§ **Source document**:
***

Author: Gary Moore
Date: 14 November 2018
The Superior Courts Act, 2013[1] states that it is an Act to rationalise, consolidate and amend the laws relating to the Constitutional Court, Supreme Court of Appeal and High Court; and to make provision for administration of the judicial functions of all courts and administrative and budgetary matters relating to the Superior Courts.[2]
The Act deals inter alia with appeals. (An appeal lies against a decision of a Division of the High Court[3] as a court of first instance, if leave to appeal is granted[4] by the judge or judges concerned.[5] If the decision was by a court consisting of —
More than one judge, then appeal lies to the Supreme Court of Appeal;[6]
a single judge, then a judge or judges granting leave to appeal must direct that the appeal be heard by a full court[7] of the Division, unless they consider that—
the decision involves an important question of law;[8]
a Supreme Court of Appeal decision is required to resolve differences of opinion;[9] or
the administration of justice[10] requires that the Supreme Court of Appeal hear it.[11]
(An appeal against a decision of a Division given on appeal to it—from a Magistrate’s Court decision[12]—lies to the Supreme Court of Appeal, if the latter grants special leave.[13])

***

§ **Records for the task**:

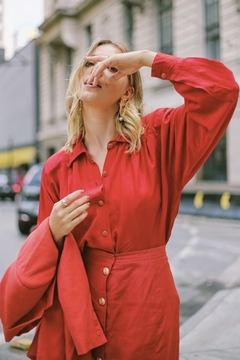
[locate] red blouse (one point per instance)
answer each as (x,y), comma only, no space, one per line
(135,200)
(134,203)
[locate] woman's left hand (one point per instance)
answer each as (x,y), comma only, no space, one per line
(123,64)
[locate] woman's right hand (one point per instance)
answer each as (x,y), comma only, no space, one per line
(66,214)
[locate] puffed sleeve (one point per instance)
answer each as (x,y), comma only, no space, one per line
(27,287)
(188,134)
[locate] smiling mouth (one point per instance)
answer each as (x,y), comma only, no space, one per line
(91,84)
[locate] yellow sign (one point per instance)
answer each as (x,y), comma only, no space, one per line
(225,201)
(198,199)
(14,157)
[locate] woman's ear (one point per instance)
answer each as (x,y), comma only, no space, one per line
(128,93)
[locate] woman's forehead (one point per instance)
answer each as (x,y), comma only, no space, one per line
(106,50)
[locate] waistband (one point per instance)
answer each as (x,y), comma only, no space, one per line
(139,255)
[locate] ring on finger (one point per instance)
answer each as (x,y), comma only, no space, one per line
(64,203)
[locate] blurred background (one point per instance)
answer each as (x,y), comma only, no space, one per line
(40,41)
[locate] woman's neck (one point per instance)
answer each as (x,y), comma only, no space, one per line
(100,128)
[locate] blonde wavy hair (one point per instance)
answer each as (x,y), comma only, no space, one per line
(130,128)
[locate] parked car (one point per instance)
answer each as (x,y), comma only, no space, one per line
(28,199)
(7,188)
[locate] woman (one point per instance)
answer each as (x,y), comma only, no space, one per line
(113,193)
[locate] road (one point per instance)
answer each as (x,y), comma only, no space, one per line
(204,254)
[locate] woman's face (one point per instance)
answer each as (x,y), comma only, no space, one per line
(103,96)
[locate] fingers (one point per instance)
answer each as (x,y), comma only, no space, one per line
(101,64)
(64,218)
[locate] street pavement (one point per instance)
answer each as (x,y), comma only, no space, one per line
(204,255)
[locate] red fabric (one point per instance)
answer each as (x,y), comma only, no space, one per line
(134,203)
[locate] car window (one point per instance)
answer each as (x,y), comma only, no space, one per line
(3,179)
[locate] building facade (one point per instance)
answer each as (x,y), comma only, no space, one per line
(19,104)
(204,28)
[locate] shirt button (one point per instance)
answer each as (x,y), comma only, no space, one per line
(102,301)
(106,271)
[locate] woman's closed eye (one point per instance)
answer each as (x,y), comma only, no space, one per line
(113,69)
(89,64)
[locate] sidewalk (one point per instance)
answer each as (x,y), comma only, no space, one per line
(213,333)
(205,262)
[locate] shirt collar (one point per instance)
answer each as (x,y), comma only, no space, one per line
(79,148)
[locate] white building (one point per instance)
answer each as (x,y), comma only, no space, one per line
(205,28)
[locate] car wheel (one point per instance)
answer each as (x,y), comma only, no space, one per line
(23,228)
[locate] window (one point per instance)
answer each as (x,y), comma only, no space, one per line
(165,10)
(128,23)
(68,63)
(52,70)
(215,168)
(88,31)
(212,29)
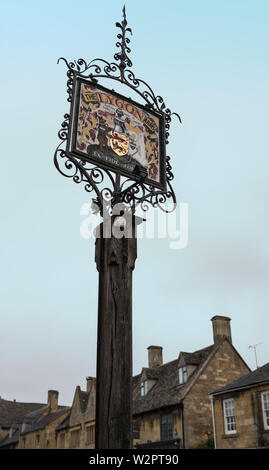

***

§ **Complete the following**:
- a) In the Superior Courts Act passage, which court hears an appeal against a High Court decision made by more than one judge?
- b) Set out the rows as a numbered list, from the line holding "[locate] white building" through the end of the rows, inclusive. Skip blank lines and leave out the pictures.

§ **Answers by task**:
- a) The Supreme Court of Appeal.

- b)
1. [locate] white building (one point per instance)
2. answer each as (x,y), comma only, no space, one per line
3. (205,28)
4. [locate] car wheel (one point per instance)
5. answer each as (x,y), comma only, no space, one per line
6. (23,228)
7. [locate] window (one point per instance)
8. answer each as (x,y), comma only, no space, one per line
9. (165,10)
10. (128,23)
11. (68,63)
12. (52,70)
13. (215,168)
14. (88,31)
15. (212,29)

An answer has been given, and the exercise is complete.